The Coach segment includes worldwide sales of Coach brand products to customers through Coach operated stores, including the Internet, concession shop-in-shops and sales to wholesale customers and independent third party distributors.
The Kate Spade segment includes worldwide sales primarily of kate spade new york brand products to customers through Kate Spade operated stores, including the Internet, concession shop-in-shops, independent third party distributors and to wholesale customers.
The Stuart Weitzman segment includes worldwide sales of Stuart Weitzman brand products primarily to wholesale customers, numerous independent third party distributors and through Stuart Weitzman operated stores, including the Internet.
2. BASIS OF PRESENTATION AND ORGANIZATION
Interim Financial Statements
These interim condensed consolidated financial statements have been prepared pursuant to the rules and regulations of the SEC and are unaudited. In the opinion of management, such condensed consolidated financial statements contain all normal and recurring adjustments necessary to present fairly the consolidated financial position, results of operations, comprehensive income and cash flows of the Company for the interim periods presented. In addition, certain information and footnote disclosures normally included in financial statements prepared in accordance with accounting principles generally accepted in the U.S. ("U.S. GAAP") have been condensed or omitted from this report as is permitted by the SEC's rules and regulations. However, the Company believes that the disclosures provided herein are adequate to prevent the information presented from being misleading. This report should be read in conjunction with the audited consolidated financial statements and notes thereto, included in the Company’s Annual Report on Form 10-K for the year ended July 1, 2017 and other filings filed with the SEC.
The results of operations, cash flows and comprehensive income for the six months ended December 30, 2017 are not necessarily indicative of results to be expected for the entire fiscal year, which will end on June 30, 2018 ("fiscal 2018"). 
On July 11, 2017, the Company completed its acquisition of Kate Spade & Company ("Kate Spade"). The operating results of Kate Spade have been consolidated in the Company's operating results commencing on July, 11, 2017.

Provided material:
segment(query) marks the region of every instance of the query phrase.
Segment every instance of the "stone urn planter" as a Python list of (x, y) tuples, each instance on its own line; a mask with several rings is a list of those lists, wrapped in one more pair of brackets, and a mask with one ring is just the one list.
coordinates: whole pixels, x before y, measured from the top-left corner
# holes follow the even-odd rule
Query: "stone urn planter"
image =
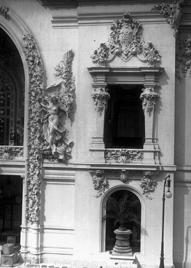
[(106, 218), (114, 219), (114, 225), (119, 225), (114, 232), (116, 234), (115, 246), (112, 255), (132, 256), (132, 250), (130, 244), (132, 231), (126, 227), (131, 223), (140, 224), (135, 211), (138, 200), (129, 199), (128, 193), (125, 193), (119, 200), (110, 196), (106, 207)]

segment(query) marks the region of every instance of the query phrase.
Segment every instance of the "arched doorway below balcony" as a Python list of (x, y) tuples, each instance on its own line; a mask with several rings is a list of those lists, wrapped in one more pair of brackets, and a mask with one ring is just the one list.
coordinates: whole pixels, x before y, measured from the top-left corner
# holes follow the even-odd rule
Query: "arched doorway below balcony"
[[(116, 200), (120, 200), (120, 199), (124, 195), (128, 195), (128, 200), (136, 201), (136, 205), (134, 207), (135, 213), (137, 217), (137, 220), (139, 221), (140, 224), (136, 223), (128, 223), (126, 226), (128, 229), (132, 230), (132, 234), (130, 236), (130, 245), (132, 248), (133, 252), (140, 252), (141, 246), (141, 202), (137, 196), (130, 191), (128, 190), (118, 190), (112, 193), (109, 195), (109, 198), (114, 198)], [(109, 198), (109, 196), (108, 196)], [(108, 199), (106, 202), (106, 211), (105, 211), (105, 251), (111, 251), (114, 246), (116, 241), (116, 237), (114, 232), (115, 229), (117, 229), (119, 226), (119, 223), (116, 225), (114, 224), (114, 219), (107, 218), (107, 206), (108, 205)]]

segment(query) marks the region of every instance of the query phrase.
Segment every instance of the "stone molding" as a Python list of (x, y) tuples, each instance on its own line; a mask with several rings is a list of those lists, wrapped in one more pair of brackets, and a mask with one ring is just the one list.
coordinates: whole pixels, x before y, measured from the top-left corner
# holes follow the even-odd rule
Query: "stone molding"
[(106, 163), (142, 163), (144, 157), (142, 150), (105, 149)]
[(151, 10), (159, 12), (166, 18), (173, 29), (173, 35), (175, 38), (178, 33), (183, 3), (184, 0), (175, 0), (173, 3), (158, 3)]
[[(45, 137), (43, 154), (50, 161), (67, 162), (71, 158), (73, 142), (68, 141), (68, 133), (63, 122), (68, 118), (72, 121), (75, 111), (75, 85), (72, 70), (74, 55), (72, 50), (64, 54), (63, 60), (55, 68), (55, 77), (59, 77), (61, 81), (43, 91), (41, 102)], [(54, 123), (55, 118), (59, 120), (56, 124)]]
[(145, 195), (146, 199), (152, 199), (151, 193), (154, 192), (156, 187), (156, 180), (152, 179), (154, 172), (151, 171), (146, 171), (144, 172), (144, 176), (140, 182), (140, 186), (142, 188), (142, 193)]
[(138, 20), (132, 19), (130, 13), (124, 13), (121, 20), (116, 20), (112, 23), (107, 43), (101, 43), (94, 50), (91, 56), (93, 62), (103, 67), (115, 57), (124, 61), (137, 57), (148, 66), (155, 66), (160, 61), (161, 56), (152, 43), (145, 43), (142, 32), (142, 26)]
[(0, 159), (22, 160), (23, 158), (23, 147), (0, 146)]
[(107, 89), (102, 87), (96, 88), (91, 96), (94, 101), (96, 110), (100, 117), (101, 117), (104, 109), (107, 108), (107, 100), (110, 98), (109, 94), (107, 92)]
[(144, 112), (147, 112), (148, 116), (151, 116), (151, 113), (155, 109), (159, 95), (154, 92), (154, 89), (151, 87), (142, 89), (142, 93), (140, 95), (142, 100), (142, 108)]
[(93, 174), (93, 188), (98, 191), (96, 198), (102, 196), (105, 193), (105, 188), (109, 186), (107, 179), (105, 176), (104, 170), (98, 170)]
[(42, 126), (40, 100), (43, 94), (43, 73), (36, 42), (29, 34), (23, 36), (24, 53), (29, 66), (29, 122), (27, 195), (26, 218), (31, 224), (38, 223), (40, 207), (42, 167)]
[(184, 35), (180, 40), (176, 55), (176, 76), (182, 80), (187, 74), (191, 75), (191, 34)]
[(8, 16), (8, 10), (9, 10), (8, 8), (0, 3), (0, 14), (2, 14), (3, 16), (5, 17), (6, 18)]

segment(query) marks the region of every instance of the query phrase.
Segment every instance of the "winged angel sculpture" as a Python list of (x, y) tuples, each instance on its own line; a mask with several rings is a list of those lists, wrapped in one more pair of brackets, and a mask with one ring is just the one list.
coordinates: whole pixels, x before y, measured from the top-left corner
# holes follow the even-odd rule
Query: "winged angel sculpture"
[(43, 133), (52, 155), (66, 161), (71, 158), (72, 142), (67, 139), (68, 131), (64, 127), (67, 118), (72, 120), (74, 111), (75, 80), (71, 70), (74, 53), (69, 50), (63, 61), (56, 67), (55, 76), (61, 78), (56, 84), (44, 90), (43, 107)]

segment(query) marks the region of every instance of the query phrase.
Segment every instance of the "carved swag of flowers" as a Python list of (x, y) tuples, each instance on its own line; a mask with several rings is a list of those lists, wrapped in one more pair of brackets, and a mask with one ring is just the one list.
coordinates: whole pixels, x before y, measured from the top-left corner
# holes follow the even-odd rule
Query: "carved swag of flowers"
[(178, 32), (183, 3), (184, 0), (175, 0), (173, 3), (158, 3), (151, 9), (152, 11), (159, 12), (166, 18), (173, 29), (173, 35), (175, 38)]
[(6, 6), (0, 3), (0, 13), (3, 15), (3, 17), (7, 17), (8, 12), (9, 9)]
[(91, 56), (93, 63), (105, 66), (106, 62), (118, 56), (123, 61), (133, 56), (153, 66), (160, 61), (158, 50), (151, 43), (146, 43), (142, 38), (142, 26), (130, 13), (124, 13), (121, 20), (116, 20), (111, 26), (108, 43), (101, 43)]
[(140, 95), (140, 98), (142, 100), (142, 108), (144, 112), (147, 112), (151, 117), (153, 110), (155, 108), (159, 96), (153, 91), (153, 89), (148, 87), (142, 89), (142, 93)]
[(107, 89), (103, 89), (102, 87), (96, 88), (94, 89), (94, 93), (91, 96), (94, 101), (96, 110), (101, 117), (104, 108), (107, 107), (107, 100), (110, 98), (109, 94), (107, 92)]
[[(182, 80), (191, 67), (191, 34), (188, 34), (184, 37), (179, 45), (176, 56), (176, 76)], [(190, 70), (190, 74), (191, 70)]]
[(94, 189), (98, 191), (96, 197), (99, 198), (102, 196), (105, 191), (105, 188), (109, 185), (103, 171), (100, 170), (96, 171), (93, 175), (93, 184)]
[(29, 76), (26, 218), (32, 224), (39, 222), (40, 207), (43, 133), (40, 124), (42, 108), (40, 102), (43, 94), (43, 73), (34, 39), (30, 34), (25, 34), (23, 40)]
[(152, 199), (151, 192), (153, 192), (156, 187), (156, 180), (152, 179), (151, 176), (153, 174), (151, 171), (146, 172), (144, 176), (141, 180), (140, 186), (142, 188), (143, 194), (148, 199)]
[(23, 158), (23, 147), (0, 147), (0, 159), (15, 160)]
[[(43, 157), (51, 161), (56, 159), (66, 162), (71, 158), (73, 142), (68, 142), (68, 131), (63, 125), (63, 119), (66, 115), (66, 119), (73, 120), (75, 90), (75, 77), (72, 71), (73, 59), (74, 52), (72, 50), (64, 54), (63, 61), (55, 68), (55, 76), (61, 78), (61, 81), (44, 90), (41, 103), (45, 139), (43, 142)], [(54, 123), (54, 118), (58, 119), (57, 124)]]
[(130, 163), (143, 160), (143, 152), (140, 151), (130, 151), (127, 149), (105, 151), (106, 161), (114, 161), (119, 163)]

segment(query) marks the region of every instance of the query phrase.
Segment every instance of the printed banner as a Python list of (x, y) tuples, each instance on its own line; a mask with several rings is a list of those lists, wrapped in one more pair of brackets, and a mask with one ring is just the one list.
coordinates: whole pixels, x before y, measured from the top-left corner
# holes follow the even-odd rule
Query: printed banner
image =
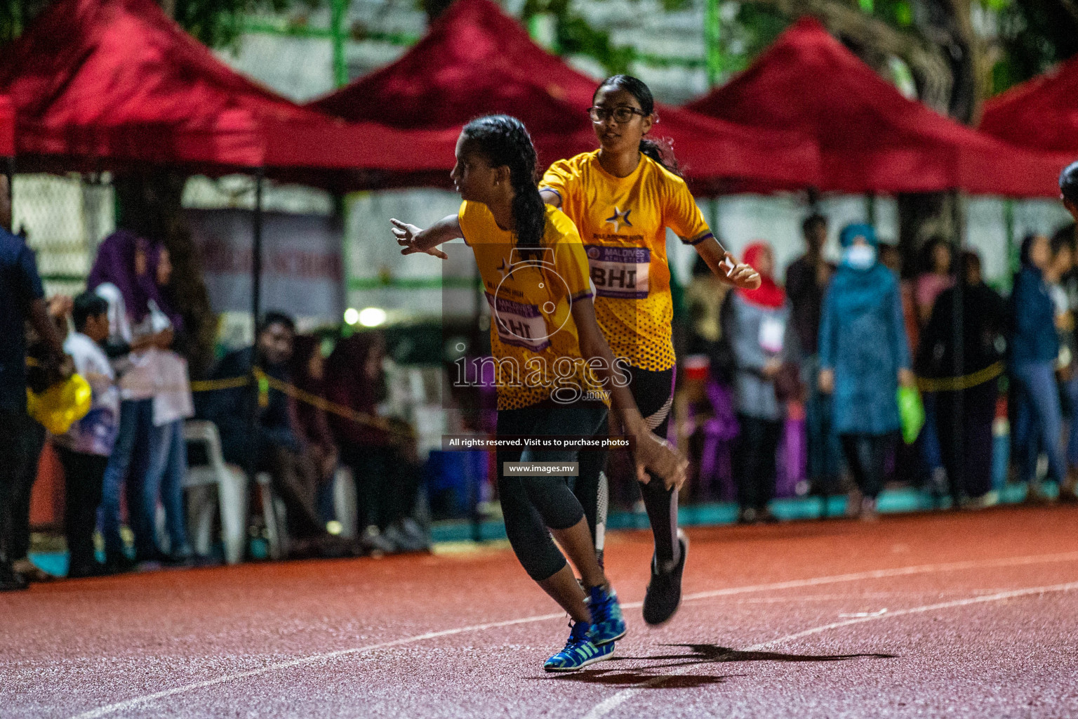
[[(184, 210), (202, 253), (213, 310), (250, 312), (250, 210)], [(342, 231), (332, 218), (265, 212), (262, 307), (295, 317), (340, 321), (344, 313)]]

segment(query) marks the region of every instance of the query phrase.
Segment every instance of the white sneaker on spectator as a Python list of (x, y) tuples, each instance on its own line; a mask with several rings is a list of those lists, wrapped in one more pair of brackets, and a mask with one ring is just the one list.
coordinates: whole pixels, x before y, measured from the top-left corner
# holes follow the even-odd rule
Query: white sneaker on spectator
[(861, 499), (861, 522), (877, 522), (880, 512), (876, 511), (875, 500), (869, 497)]

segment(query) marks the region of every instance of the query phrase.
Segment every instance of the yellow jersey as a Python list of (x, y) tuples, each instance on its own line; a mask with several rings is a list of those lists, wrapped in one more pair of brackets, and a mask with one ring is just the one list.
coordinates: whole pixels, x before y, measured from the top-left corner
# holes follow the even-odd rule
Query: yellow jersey
[(460, 205), (465, 243), (472, 248), (490, 305), (498, 409), (514, 410), (547, 399), (608, 401), (580, 354), (572, 303), (592, 296), (588, 258), (576, 225), (561, 210), (547, 209), (541, 248), (516, 248), (482, 203)]
[(595, 317), (614, 358), (655, 372), (674, 367), (666, 227), (687, 244), (711, 236), (685, 180), (644, 154), (631, 175), (614, 177), (596, 150), (557, 161), (539, 186), (561, 196), (580, 231)]

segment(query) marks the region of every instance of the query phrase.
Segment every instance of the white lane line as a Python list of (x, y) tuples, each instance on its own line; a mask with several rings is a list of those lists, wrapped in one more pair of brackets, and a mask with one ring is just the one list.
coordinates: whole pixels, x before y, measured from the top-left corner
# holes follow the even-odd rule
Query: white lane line
[[(772, 639), (771, 641), (764, 641), (762, 644), (752, 645), (751, 647), (746, 647), (738, 651), (760, 651), (762, 649), (769, 649), (775, 645), (779, 645), (786, 641), (793, 641), (794, 639), (801, 639), (802, 637), (807, 637), (813, 634), (819, 634), (821, 632), (829, 632), (830, 630), (838, 630), (844, 626), (851, 626), (853, 624), (863, 624), (865, 622), (872, 622), (880, 619), (890, 619), (893, 617), (906, 617), (907, 614), (922, 614), (928, 611), (937, 611), (939, 609), (953, 609), (955, 607), (967, 607), (975, 604), (983, 604), (986, 602), (1000, 602), (1004, 599), (1012, 599), (1014, 597), (1029, 596), (1033, 594), (1048, 594), (1050, 592), (1069, 592), (1070, 590), (1078, 590), (1078, 582), (1068, 582), (1066, 584), (1051, 584), (1049, 586), (1029, 586), (1021, 590), (1012, 590), (1009, 592), (999, 592), (997, 594), (981, 595), (976, 597), (967, 597), (965, 599), (954, 599), (952, 602), (941, 602), (939, 604), (925, 605), (923, 607), (912, 607), (910, 609), (896, 609), (895, 611), (887, 611), (882, 613), (873, 613), (868, 617), (857, 617), (855, 619), (847, 619), (842, 622), (833, 622), (831, 624), (824, 624), (823, 626), (814, 626), (811, 630), (804, 630), (802, 632), (796, 632), (794, 634), (788, 634), (784, 637), (778, 637), (777, 639)], [(686, 666), (680, 669), (673, 669), (666, 674), (655, 676), (647, 681), (641, 681), (635, 687), (630, 687), (628, 689), (623, 689), (613, 696), (609, 696), (595, 706), (584, 715), (584, 719), (600, 719), (610, 714), (619, 706), (633, 699), (640, 692), (652, 687), (658, 687), (665, 683), (669, 679), (675, 678), (680, 674), (685, 674), (690, 667)]]
[(359, 654), (365, 651), (374, 651), (375, 649), (386, 649), (388, 647), (399, 647), (401, 645), (413, 644), (416, 641), (425, 641), (427, 639), (437, 639), (439, 637), (448, 637), (454, 634), (464, 634), (465, 632), (482, 632), (483, 630), (494, 630), (499, 626), (512, 626), (513, 624), (526, 624), (528, 622), (541, 622), (548, 619), (557, 619), (559, 617), (565, 617), (564, 612), (556, 614), (539, 614), (536, 617), (524, 617), (522, 619), (511, 619), (505, 622), (489, 622), (487, 624), (472, 624), (471, 626), (460, 626), (455, 630), (442, 630), (441, 632), (429, 632), (427, 634), (419, 634), (413, 637), (404, 637), (402, 639), (393, 639), (392, 641), (383, 641), (376, 645), (368, 645), (367, 647), (355, 647), (353, 649), (340, 649), (337, 651), (326, 652), (323, 654), (312, 654), (310, 656), (302, 656), (300, 659), (293, 659), (288, 662), (277, 662), (275, 664), (270, 664), (266, 666), (259, 667), (257, 669), (250, 669), (248, 672), (240, 672), (238, 674), (227, 674), (223, 677), (217, 677), (216, 679), (207, 679), (206, 681), (196, 681), (192, 685), (183, 685), (182, 687), (175, 687), (172, 689), (166, 689), (164, 691), (154, 692), (152, 694), (146, 694), (143, 696), (136, 696), (123, 702), (118, 702), (115, 704), (109, 704), (108, 706), (98, 707), (96, 709), (91, 709), (89, 711), (83, 711), (82, 714), (75, 715), (72, 719), (96, 719), (97, 717), (103, 717), (113, 711), (121, 711), (123, 709), (132, 709), (134, 707), (140, 706), (142, 704), (148, 704), (154, 702), (158, 699), (165, 699), (166, 696), (175, 696), (176, 694), (182, 694), (184, 692), (194, 691), (195, 689), (204, 689), (206, 687), (212, 687), (215, 685), (223, 685), (227, 681), (235, 681), (236, 679), (246, 679), (248, 677), (255, 677), (260, 674), (266, 674), (267, 672), (275, 672), (277, 669), (287, 669), (293, 666), (302, 666), (304, 664), (313, 664), (315, 662), (321, 662), (331, 659), (337, 659), (338, 656), (347, 656), (348, 654)]
[[(708, 599), (711, 597), (730, 596), (733, 594), (747, 594), (750, 592), (764, 592), (768, 590), (786, 590), (786, 589), (797, 589), (800, 586), (816, 586), (818, 584), (854, 582), (854, 581), (860, 581), (862, 579), (881, 579), (886, 577), (901, 577), (906, 575), (929, 573), (938, 571), (959, 571), (963, 569), (1024, 566), (1031, 564), (1048, 564), (1053, 562), (1072, 562), (1072, 561), (1078, 561), (1078, 552), (1067, 552), (1063, 554), (1035, 554), (1027, 556), (1010, 557), (1007, 559), (989, 559), (984, 562), (953, 562), (950, 564), (925, 564), (912, 567), (876, 569), (873, 571), (861, 571), (847, 575), (831, 575), (828, 577), (815, 577), (812, 579), (797, 579), (784, 582), (772, 582), (771, 584), (749, 584), (746, 586), (731, 586), (724, 590), (715, 590), (713, 592), (699, 592), (696, 594), (689, 594), (682, 598), (686, 602), (692, 602), (694, 599)], [(631, 602), (627, 604), (623, 604), (622, 608), (635, 609), (637, 607), (640, 607), (642, 604), (644, 604), (642, 602)], [(205, 689), (206, 687), (213, 687), (216, 685), (223, 685), (229, 681), (235, 681), (236, 679), (247, 679), (249, 677), (255, 677), (261, 674), (266, 674), (268, 672), (276, 672), (278, 669), (287, 669), (293, 666), (302, 666), (304, 664), (313, 664), (315, 662), (336, 659), (338, 656), (359, 654), (362, 652), (374, 651), (376, 649), (386, 649), (389, 647), (399, 647), (401, 645), (409, 645), (417, 641), (426, 641), (427, 639), (437, 639), (439, 637), (446, 637), (455, 634), (464, 634), (466, 632), (482, 632), (484, 630), (493, 630), (501, 626), (512, 626), (514, 624), (542, 622), (550, 619), (557, 619), (564, 616), (565, 616), (564, 613), (558, 612), (555, 614), (539, 614), (536, 617), (511, 619), (505, 622), (472, 624), (470, 626), (461, 626), (454, 630), (443, 630), (441, 632), (430, 632), (428, 634), (419, 634), (412, 637), (393, 639), (392, 641), (384, 641), (382, 644), (369, 645), (367, 647), (355, 647), (353, 649), (341, 649), (337, 651), (326, 652), (322, 654), (312, 654), (309, 656), (303, 656), (300, 659), (290, 660), (288, 662), (277, 662), (274, 664), (268, 664), (266, 666), (259, 667), (258, 669), (250, 669), (248, 672), (240, 672), (237, 674), (227, 674), (222, 677), (217, 677), (215, 679), (196, 681), (194, 683), (183, 685), (181, 687), (174, 687), (172, 689), (166, 689), (164, 691), (154, 692), (152, 694), (135, 696), (133, 699), (125, 700), (123, 702), (118, 702), (115, 704), (108, 704), (106, 706), (101, 706), (96, 709), (89, 709), (88, 711), (83, 711), (82, 714), (73, 716), (71, 719), (97, 719), (98, 717), (103, 717), (114, 711), (121, 711), (123, 709), (129, 709), (142, 704), (156, 701), (158, 699), (175, 696), (176, 694), (183, 694), (185, 692), (194, 691), (196, 689)]]

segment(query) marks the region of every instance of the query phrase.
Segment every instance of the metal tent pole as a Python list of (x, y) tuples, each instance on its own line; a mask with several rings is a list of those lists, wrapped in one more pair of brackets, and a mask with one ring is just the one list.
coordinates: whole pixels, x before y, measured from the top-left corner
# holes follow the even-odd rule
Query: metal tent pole
[[(259, 430), (259, 398), (261, 395), (261, 387), (259, 387), (259, 379), (254, 374), (257, 358), (258, 358), (258, 345), (259, 345), (259, 316), (262, 314), (262, 183), (265, 177), (263, 168), (259, 167), (254, 171), (254, 211), (251, 217), (251, 230), (253, 233), (253, 241), (251, 243), (251, 330), (253, 336), (253, 343), (251, 347), (251, 378), (250, 378), (250, 416), (248, 421), (250, 423), (250, 441), (253, 446), (247, 447), (248, 450), (248, 464), (246, 468), (248, 478), (250, 482), (255, 481), (255, 474), (258, 471), (258, 456), (257, 456), (257, 445), (258, 445), (258, 430)], [(265, 512), (273, 512), (273, 507), (264, 508)]]

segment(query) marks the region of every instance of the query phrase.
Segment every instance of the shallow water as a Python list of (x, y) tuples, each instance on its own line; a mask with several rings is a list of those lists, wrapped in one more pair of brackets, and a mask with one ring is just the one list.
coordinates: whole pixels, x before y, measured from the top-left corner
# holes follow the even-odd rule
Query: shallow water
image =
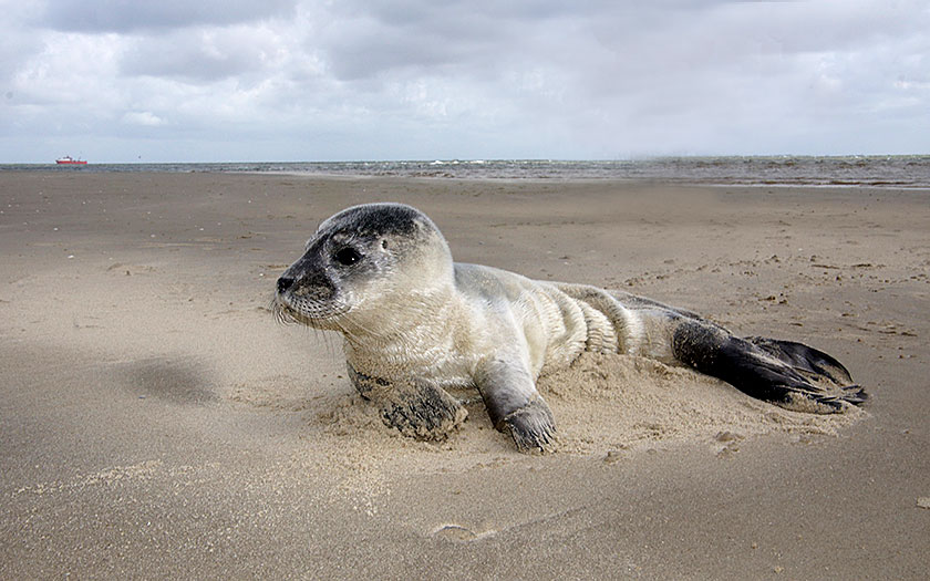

Problem:
According to the filing excerpt, on what date will fiscal 2018 end?

Exercise output:
June 30, 2018